To do: Present the following entries again, word for word and in full.

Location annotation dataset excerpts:
• • • • • • •

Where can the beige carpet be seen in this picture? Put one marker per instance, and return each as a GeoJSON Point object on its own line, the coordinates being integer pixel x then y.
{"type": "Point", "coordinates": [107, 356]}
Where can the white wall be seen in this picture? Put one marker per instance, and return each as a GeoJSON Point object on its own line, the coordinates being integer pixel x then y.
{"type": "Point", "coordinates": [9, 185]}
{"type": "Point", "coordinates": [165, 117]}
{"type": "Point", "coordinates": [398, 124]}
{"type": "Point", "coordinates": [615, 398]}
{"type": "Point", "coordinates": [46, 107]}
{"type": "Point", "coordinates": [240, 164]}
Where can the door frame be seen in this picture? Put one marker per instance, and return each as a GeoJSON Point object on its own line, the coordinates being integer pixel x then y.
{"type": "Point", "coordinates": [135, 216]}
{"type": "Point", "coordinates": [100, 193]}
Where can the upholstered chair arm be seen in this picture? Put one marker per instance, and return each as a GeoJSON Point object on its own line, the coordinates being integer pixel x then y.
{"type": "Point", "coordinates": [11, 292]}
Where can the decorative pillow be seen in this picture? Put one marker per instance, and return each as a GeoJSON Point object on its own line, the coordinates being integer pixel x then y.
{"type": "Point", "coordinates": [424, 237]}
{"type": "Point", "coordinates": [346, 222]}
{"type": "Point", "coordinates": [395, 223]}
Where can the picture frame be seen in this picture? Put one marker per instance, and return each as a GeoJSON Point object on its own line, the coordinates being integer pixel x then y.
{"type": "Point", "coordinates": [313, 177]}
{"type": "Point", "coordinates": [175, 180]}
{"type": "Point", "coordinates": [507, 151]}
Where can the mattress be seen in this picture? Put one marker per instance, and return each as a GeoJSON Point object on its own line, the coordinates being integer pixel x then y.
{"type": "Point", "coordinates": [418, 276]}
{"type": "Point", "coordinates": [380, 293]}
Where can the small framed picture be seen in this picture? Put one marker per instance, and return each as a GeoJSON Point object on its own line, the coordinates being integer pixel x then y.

• • • • • • •

Written reply:
Where can the beige carpet be seen in this picture? Put one marker per instance, and return each as a GeoJSON Point object on its own line, the coordinates being integer pixel x then y.
{"type": "Point", "coordinates": [107, 356]}
Where can the white wall be seen in this picture? Put one marker per instance, and return each as a GeoJSON Point object on its own line, the coordinates being integer pixel x then y.
{"type": "Point", "coordinates": [9, 185]}
{"type": "Point", "coordinates": [165, 117]}
{"type": "Point", "coordinates": [398, 124]}
{"type": "Point", "coordinates": [615, 398]}
{"type": "Point", "coordinates": [46, 107]}
{"type": "Point", "coordinates": [240, 164]}
Where can the door frame be seen in this picture? Put one marker per instance, and return each as a GeoJSON Point object on its own line, the coordinates being integer pixel x then y.
{"type": "Point", "coordinates": [135, 216]}
{"type": "Point", "coordinates": [100, 193]}
Where can the upholstered chair arm be seen in this picture? Put one marker per instance, and return each as a GeoJSON Point object on its own line, the coordinates being integer pixel x then y.
{"type": "Point", "coordinates": [11, 292]}
Where can the decorative pillow be seen in this picture? Put one marker per instance, and return each as a GeoJSON Point object on its own line, the coordinates being integer pixel x then y.
{"type": "Point", "coordinates": [424, 237]}
{"type": "Point", "coordinates": [346, 222]}
{"type": "Point", "coordinates": [395, 223]}
Where can the picture frame be seen in this picture? Put one marker per instance, and return each as a GeoJSON Point object on its own line, the coordinates being integer pixel x then y.
{"type": "Point", "coordinates": [313, 177]}
{"type": "Point", "coordinates": [175, 180]}
{"type": "Point", "coordinates": [507, 151]}
Where can the mattress be seen in this picture? Put one marker per instance, and return each as a GeoJSON Point object on its own line, the coordinates being integer pixel x then y.
{"type": "Point", "coordinates": [418, 276]}
{"type": "Point", "coordinates": [380, 293]}
Where can the small framed picture be seen in this picture? Put one marker per instance, and return each as a GeoJSON Point object on its own line, the coordinates being integer pixel x then y.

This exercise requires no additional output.